▸ Extracted data
══════════

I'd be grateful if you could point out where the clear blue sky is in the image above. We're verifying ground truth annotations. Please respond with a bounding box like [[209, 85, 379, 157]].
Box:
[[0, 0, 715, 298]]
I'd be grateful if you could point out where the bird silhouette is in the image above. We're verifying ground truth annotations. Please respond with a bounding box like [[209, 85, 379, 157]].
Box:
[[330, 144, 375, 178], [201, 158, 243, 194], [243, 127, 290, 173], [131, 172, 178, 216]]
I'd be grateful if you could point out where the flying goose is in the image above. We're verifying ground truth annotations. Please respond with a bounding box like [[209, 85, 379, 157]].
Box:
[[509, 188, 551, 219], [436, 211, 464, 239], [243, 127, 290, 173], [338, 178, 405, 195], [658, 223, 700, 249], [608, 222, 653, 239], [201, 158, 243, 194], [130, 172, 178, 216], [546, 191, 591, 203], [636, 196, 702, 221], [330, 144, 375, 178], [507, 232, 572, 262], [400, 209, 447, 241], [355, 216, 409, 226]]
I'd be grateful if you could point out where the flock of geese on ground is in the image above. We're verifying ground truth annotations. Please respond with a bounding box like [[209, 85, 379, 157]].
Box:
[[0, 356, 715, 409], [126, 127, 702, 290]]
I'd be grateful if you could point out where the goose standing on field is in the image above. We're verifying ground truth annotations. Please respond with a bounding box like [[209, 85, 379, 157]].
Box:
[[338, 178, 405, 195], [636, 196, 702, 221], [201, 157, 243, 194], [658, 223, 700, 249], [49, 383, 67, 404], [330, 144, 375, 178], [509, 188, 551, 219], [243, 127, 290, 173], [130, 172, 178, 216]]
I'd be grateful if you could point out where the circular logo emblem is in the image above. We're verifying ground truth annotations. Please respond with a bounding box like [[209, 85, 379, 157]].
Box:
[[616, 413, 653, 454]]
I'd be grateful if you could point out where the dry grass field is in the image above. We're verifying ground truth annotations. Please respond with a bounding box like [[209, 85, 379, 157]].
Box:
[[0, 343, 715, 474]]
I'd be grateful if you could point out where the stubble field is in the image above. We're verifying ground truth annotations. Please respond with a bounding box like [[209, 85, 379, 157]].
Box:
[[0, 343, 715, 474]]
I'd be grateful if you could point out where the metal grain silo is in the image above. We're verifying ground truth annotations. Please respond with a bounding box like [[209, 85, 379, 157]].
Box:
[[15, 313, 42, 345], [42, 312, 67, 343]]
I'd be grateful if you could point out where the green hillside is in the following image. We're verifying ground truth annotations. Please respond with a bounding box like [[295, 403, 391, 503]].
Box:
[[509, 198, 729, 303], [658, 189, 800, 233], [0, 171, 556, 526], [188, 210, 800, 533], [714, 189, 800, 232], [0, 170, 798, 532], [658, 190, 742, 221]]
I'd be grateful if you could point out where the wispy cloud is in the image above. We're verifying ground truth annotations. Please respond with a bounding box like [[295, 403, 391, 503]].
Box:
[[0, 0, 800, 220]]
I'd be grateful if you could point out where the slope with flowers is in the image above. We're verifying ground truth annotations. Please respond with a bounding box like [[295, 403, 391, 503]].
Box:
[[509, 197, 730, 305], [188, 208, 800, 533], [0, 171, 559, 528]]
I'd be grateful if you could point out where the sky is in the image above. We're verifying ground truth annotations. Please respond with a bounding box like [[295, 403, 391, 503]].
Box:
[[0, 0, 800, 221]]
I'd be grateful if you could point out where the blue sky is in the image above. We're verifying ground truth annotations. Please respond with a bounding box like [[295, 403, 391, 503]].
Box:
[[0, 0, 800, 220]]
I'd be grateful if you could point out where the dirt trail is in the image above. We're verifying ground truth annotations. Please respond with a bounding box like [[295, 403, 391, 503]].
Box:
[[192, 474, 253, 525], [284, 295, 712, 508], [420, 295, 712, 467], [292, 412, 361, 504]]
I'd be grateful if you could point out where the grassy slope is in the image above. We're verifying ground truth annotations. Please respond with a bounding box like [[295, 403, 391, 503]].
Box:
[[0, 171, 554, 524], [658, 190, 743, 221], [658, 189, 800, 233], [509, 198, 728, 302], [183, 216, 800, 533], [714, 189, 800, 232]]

══════════

▸ Stated task
Repeat the records exactly, including every line.

▸ Answer to the task
I'd be grateful if you could point out where the clear blue sky is in the image above. We're verifying ground truth annotations. Please respond with a bounding box like [[209, 85, 379, 157]].
Box:
[[0, 0, 715, 298]]
I'd be grateful if you could point out where the bird silhouette is in the image above. We're verifying ground truth annotations. Please respond with a bounding box like [[209, 85, 379, 157]].
Box:
[[330, 144, 375, 178], [201, 158, 243, 194], [243, 127, 290, 173], [131, 172, 178, 216]]
I'd be grateful if you could point out where the flying goose is in the image above. We're verifying ground truth annotations. Please respond with a bounding box like [[209, 85, 379, 157]].
Box:
[[509, 188, 551, 219], [436, 211, 464, 239], [243, 127, 290, 173], [338, 178, 405, 195], [658, 223, 700, 249], [608, 222, 653, 239], [201, 158, 243, 194], [130, 172, 178, 216], [546, 191, 591, 203], [636, 196, 702, 221], [330, 144, 375, 178], [507, 232, 572, 262], [400, 209, 447, 241], [355, 216, 409, 226]]
I'd be grateful if you could point out where the flock of geese on ground is in the image above. We're verifying ground truth annotations. Please respond with a bounding box like [[209, 85, 379, 157]].
Box:
[[0, 356, 715, 409], [126, 127, 702, 290]]
I'd be grateful if you could point out where the goose standing on field is in the image above. We're verifying ground truth annotations. Please respond with a bounding box like [[209, 85, 379, 157]].
Box:
[[338, 178, 405, 195], [636, 196, 702, 221], [201, 157, 243, 194], [658, 223, 700, 249], [49, 383, 67, 404], [330, 144, 375, 178], [509, 188, 551, 219], [243, 127, 290, 173], [130, 172, 178, 216]]
I'd be grateful if you could point out where the circular logo emblem is in the image above. We're verifying ground truth annotations. Please respond with a bounding box like [[209, 85, 379, 157]].
Box:
[[616, 413, 653, 454]]
I'd be grateful if you could point out where the dry grass field is in the image above. We're verifying ground truth annotations. Please respond with a bounding box like [[209, 85, 379, 157]].
Box:
[[0, 343, 715, 474]]
I'd be grateful if you could point out where the stubble field is in the image above. We're verifying ground truth annotations. Please respond with a bounding box like [[209, 85, 379, 157]].
Box:
[[0, 343, 715, 474]]
I'd be grateful if you could point out where the metal grain silo is in the image above. We're verifying ground truth annotations. Please respond with a bounding box like [[209, 85, 379, 157]].
Box:
[[15, 313, 42, 345], [42, 312, 67, 343]]
I'd be grateful if you could point out where the green hillside is in the following image. We're verifying ground truth annotations. Please respond with a bounding box like [[295, 403, 391, 503]].
Box:
[[509, 198, 729, 303], [658, 189, 800, 233], [0, 171, 556, 526], [188, 210, 800, 533], [714, 189, 800, 232], [0, 170, 798, 532], [658, 190, 742, 221]]
I'd be grateful if you could point out where the wispy cloud is in the image above. We're verifying ground truth annotations. Please respond with a bounding box like [[295, 403, 391, 503]].
Box:
[[0, 0, 800, 220]]
I'd be grateful if you could point out where the slope with flowers is in the image above. We're verifying ground truth annotations. Please respond with a bounding box like [[295, 403, 391, 503]].
Box:
[[509, 197, 730, 305], [188, 208, 800, 533], [0, 171, 559, 528]]
I'd be grateful if you could point out where the sky is in the image above. We're verifying ground truth annotations. Please respond with a bounding box like [[295, 403, 391, 503]].
Box:
[[0, 0, 800, 221]]
I'd be grateful if you could point out where the blue sky is in the image above. We're verifying ground truth annotations. Please respond with a bounding box like [[295, 403, 391, 503]].
Box:
[[0, 0, 800, 220]]
I'd be grateful if you could point out where the dirt trail is in the image above. We're verifying ground truth annotations. Please respond with a bounding box like [[295, 403, 391, 503]].
Box:
[[192, 474, 253, 525], [284, 295, 712, 508], [420, 295, 712, 467], [292, 412, 361, 504]]
I'd be grateful if you could point out where the grassy slope is in the image above. We're verifying ground truth annotations. Please respond with a bounding box like [[295, 403, 391, 503]].
Box:
[[0, 171, 554, 524], [658, 190, 743, 221], [658, 189, 800, 233], [509, 198, 728, 302], [183, 216, 800, 533], [714, 189, 800, 232]]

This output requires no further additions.